• _Entries_
•••••
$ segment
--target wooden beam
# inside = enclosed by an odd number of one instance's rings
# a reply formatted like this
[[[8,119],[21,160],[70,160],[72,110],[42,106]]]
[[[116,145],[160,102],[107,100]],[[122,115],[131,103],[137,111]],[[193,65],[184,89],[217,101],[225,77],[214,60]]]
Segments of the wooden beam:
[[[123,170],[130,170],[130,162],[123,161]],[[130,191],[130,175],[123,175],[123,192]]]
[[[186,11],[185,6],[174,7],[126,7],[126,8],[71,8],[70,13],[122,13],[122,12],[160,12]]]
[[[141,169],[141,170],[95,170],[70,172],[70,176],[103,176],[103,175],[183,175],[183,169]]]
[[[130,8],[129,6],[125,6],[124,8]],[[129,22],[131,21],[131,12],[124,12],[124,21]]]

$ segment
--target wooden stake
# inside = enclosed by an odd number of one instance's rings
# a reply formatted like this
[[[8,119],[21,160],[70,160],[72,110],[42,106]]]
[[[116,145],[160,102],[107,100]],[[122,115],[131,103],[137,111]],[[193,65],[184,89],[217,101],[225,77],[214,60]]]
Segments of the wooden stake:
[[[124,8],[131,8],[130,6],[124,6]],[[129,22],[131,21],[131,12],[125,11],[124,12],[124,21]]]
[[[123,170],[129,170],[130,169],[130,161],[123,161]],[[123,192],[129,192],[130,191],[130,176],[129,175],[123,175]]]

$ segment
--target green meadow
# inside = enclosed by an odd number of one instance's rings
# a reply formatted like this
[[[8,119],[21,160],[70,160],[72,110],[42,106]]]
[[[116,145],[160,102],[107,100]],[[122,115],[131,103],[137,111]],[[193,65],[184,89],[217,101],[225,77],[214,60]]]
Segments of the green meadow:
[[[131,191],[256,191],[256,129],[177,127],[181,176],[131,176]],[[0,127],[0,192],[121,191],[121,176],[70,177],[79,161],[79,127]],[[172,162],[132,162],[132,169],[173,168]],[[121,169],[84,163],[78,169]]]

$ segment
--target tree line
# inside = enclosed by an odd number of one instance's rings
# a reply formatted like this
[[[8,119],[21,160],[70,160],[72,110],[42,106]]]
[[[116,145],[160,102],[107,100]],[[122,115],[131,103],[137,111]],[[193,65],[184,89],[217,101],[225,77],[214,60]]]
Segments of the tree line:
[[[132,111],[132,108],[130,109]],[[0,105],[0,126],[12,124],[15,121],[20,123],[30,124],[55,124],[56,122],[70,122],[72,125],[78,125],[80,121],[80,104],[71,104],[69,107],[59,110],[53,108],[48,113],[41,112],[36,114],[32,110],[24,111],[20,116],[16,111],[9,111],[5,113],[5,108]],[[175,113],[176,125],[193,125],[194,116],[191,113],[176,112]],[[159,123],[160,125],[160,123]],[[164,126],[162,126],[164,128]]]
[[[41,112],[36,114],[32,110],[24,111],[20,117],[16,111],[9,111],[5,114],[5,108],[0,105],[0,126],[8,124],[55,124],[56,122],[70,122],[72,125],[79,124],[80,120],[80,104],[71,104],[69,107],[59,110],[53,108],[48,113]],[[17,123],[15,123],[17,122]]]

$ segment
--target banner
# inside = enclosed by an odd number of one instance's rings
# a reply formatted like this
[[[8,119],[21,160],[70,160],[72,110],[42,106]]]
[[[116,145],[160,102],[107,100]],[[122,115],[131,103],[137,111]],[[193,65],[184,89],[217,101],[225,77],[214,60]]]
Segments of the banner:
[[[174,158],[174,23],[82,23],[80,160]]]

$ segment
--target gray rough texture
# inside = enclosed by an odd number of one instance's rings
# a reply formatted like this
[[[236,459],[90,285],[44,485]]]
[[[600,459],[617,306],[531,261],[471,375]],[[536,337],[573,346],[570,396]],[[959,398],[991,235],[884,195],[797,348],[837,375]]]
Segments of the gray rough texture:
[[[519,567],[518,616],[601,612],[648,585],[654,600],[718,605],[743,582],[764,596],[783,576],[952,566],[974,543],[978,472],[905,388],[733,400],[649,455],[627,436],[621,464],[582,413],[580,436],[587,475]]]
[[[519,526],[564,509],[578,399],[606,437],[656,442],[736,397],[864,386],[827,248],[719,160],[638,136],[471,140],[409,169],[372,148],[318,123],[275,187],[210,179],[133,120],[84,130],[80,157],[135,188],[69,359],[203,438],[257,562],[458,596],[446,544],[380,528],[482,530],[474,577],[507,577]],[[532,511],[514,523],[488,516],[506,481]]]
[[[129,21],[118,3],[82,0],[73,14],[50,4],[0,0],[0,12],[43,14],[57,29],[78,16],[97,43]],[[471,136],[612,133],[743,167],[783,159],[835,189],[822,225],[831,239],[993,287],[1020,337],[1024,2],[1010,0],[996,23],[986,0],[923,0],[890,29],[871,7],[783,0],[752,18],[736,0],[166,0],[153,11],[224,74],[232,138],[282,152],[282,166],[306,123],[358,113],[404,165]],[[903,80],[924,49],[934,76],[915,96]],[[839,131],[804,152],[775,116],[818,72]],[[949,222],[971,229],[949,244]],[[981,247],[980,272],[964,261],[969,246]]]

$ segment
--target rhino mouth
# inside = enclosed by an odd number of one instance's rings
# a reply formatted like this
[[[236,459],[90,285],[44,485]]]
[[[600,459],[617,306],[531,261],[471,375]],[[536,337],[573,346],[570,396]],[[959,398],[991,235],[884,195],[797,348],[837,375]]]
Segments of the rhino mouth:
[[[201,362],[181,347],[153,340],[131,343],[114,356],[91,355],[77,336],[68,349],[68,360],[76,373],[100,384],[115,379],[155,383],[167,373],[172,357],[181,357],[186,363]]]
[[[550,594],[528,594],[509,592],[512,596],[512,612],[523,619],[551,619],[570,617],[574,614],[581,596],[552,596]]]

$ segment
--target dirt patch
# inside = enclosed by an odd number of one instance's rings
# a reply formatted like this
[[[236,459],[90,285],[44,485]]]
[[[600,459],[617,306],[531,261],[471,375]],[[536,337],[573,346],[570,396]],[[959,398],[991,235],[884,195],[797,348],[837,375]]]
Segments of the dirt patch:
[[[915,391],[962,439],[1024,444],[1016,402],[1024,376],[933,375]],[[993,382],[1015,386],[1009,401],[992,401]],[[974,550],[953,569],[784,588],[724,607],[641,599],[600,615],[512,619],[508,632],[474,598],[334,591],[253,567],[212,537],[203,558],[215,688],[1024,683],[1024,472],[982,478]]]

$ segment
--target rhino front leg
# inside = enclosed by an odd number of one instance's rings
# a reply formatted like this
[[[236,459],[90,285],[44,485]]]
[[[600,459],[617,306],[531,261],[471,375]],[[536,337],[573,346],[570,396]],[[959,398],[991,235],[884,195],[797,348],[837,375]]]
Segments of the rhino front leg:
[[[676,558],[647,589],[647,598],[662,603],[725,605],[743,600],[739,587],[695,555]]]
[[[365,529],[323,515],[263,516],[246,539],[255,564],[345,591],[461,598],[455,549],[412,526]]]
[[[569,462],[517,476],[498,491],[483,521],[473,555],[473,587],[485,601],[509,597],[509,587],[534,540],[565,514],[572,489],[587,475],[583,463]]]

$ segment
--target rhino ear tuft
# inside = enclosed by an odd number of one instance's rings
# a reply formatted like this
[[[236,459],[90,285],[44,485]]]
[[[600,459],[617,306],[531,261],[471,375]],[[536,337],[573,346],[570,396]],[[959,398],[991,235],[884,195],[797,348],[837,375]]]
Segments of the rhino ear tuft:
•••••
• _Problem requirements_
How many lines in the records above contain the string "gray"? Case counts. Reply with the number alone.

• _Answer to this exercise_
2